■ WHAT IS NEEDED
Images are to be omitted, and the rest of the records reproduced exactly.

────────

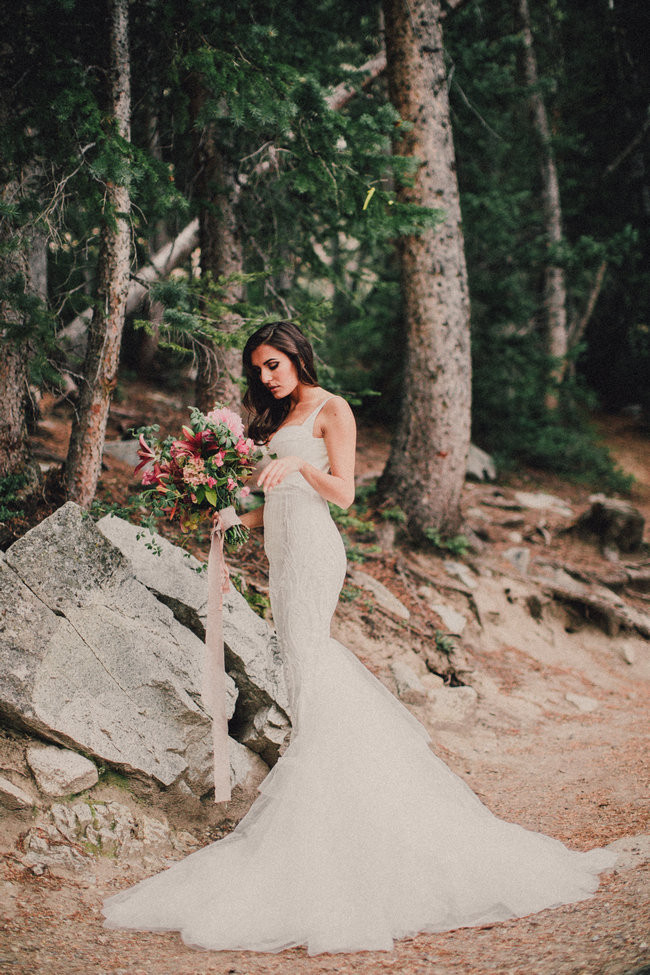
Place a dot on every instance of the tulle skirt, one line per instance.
(361, 834)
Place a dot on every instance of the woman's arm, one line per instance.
(336, 423)
(253, 519)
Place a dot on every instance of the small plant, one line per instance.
(259, 602)
(394, 514)
(10, 500)
(349, 521)
(350, 592)
(456, 545)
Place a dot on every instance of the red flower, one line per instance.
(145, 453)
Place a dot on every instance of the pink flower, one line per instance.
(230, 419)
(145, 453)
(194, 471)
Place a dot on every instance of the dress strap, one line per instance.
(312, 416)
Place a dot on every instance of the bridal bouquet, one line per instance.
(203, 470)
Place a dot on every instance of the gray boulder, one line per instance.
(90, 659)
(252, 656)
(59, 771)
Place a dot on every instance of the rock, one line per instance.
(247, 769)
(45, 847)
(544, 502)
(633, 851)
(628, 654)
(176, 579)
(266, 733)
(519, 559)
(453, 621)
(453, 705)
(125, 451)
(616, 524)
(480, 466)
(108, 829)
(12, 796)
(90, 658)
(461, 572)
(59, 771)
(582, 702)
(383, 596)
(639, 579)
(410, 688)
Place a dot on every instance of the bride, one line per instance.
(360, 834)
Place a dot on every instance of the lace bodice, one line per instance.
(298, 440)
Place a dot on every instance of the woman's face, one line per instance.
(275, 370)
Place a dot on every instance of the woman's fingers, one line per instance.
(275, 472)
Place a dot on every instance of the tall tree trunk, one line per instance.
(427, 464)
(23, 261)
(555, 312)
(219, 367)
(105, 330)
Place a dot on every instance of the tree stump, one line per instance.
(613, 522)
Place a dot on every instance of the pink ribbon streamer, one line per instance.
(213, 689)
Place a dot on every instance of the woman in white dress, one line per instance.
(361, 834)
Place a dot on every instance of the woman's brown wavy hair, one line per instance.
(266, 413)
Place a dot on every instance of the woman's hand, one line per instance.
(225, 518)
(276, 471)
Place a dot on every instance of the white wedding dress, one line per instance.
(361, 834)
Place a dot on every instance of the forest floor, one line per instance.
(531, 757)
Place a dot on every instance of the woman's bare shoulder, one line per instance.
(336, 415)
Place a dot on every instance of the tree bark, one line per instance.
(105, 330)
(219, 366)
(426, 468)
(23, 260)
(555, 313)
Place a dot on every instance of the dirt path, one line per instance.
(581, 777)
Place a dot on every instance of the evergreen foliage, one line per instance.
(315, 190)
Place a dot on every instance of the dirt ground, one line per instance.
(531, 756)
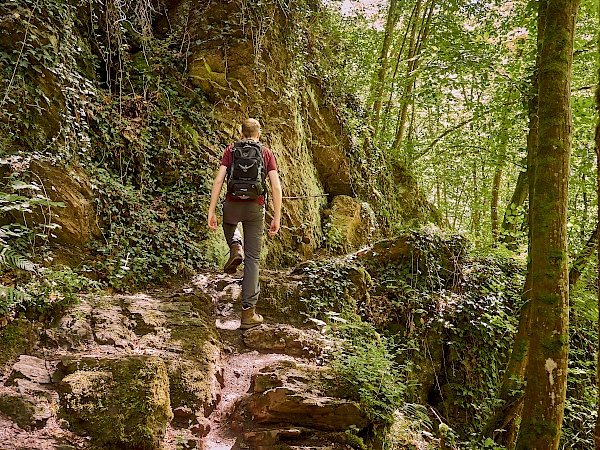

────────

■ TASK RESPONSE
Place a dot on every instance of the tulle skirt, one line per instance.
(361, 834)
Place a dot on every instance of the woman's arm, one line per instance.
(336, 423)
(253, 519)
Place a dot on every instance of the small plant, one line per instance.
(259, 602)
(394, 514)
(10, 500)
(349, 521)
(350, 592)
(456, 545)
Place a dot on every instance of the red flower, one line per instance.
(145, 453)
Place a dot on every instance of the pink flower, one line per instance.
(230, 419)
(145, 453)
(194, 471)
Place a dot on every instance of the dress strap, one line per instance.
(312, 416)
Place a dot on every instance of the bridal bouquet, one line per instance.
(203, 470)
Place a dot on every instance of the gray boulder, one line per instance.
(90, 659)
(252, 656)
(59, 771)
Place a dot on every instance of the rock, one line per instance.
(247, 769)
(45, 847)
(544, 502)
(633, 851)
(628, 654)
(176, 579)
(266, 733)
(519, 559)
(453, 621)
(453, 705)
(125, 451)
(616, 524)
(480, 466)
(108, 829)
(12, 796)
(90, 658)
(461, 572)
(59, 771)
(582, 702)
(383, 596)
(639, 579)
(410, 688)
Place a dot on every instance of the bride, one line per instance.
(360, 834)
Place a dot on every instance of the lace bodice, one line per instance.
(298, 440)
Place a dot on every instance of the woman's face, one line per instance.
(275, 370)
Place a dot on every instance of the woman's fingers, one line per instance.
(275, 472)
Place a dot on every instance of the tall tree trunk, one line per instance.
(427, 464)
(23, 261)
(555, 312)
(219, 367)
(105, 330)
Place a dot on every instance of the tree stump, one line per instance.
(613, 522)
Place a dot on every instance of the pink ribbon streamer, one line per instance.
(213, 689)
Place a dot on every instance of the woman in white dress, one line per instance.
(361, 834)
Place a dot on every instance of the woman's brown wavy hair, one line per instance.
(266, 413)
Place a dot on every instance of the woman's hand, one line per instance.
(225, 518)
(276, 471)
Place a dot on every instance of the white wedding dress, one line per instance.
(361, 834)
Place a dot on every instance of the forest floor, one line per instance.
(531, 757)
Place a dot on every instance of the woman's bare shoulder, one line per instance.
(336, 415)
Place a dot on every instance of the tree bark, one line per instance.
(105, 330)
(219, 366)
(426, 468)
(23, 260)
(555, 313)
Place a dot on every instance of the dirt path, one line per instance.
(581, 777)
Place a dot on every instance of the evergreen foliage, one line per instance.
(315, 190)
Place a dot on every instance of the dirt ground, one line per instance.
(531, 756)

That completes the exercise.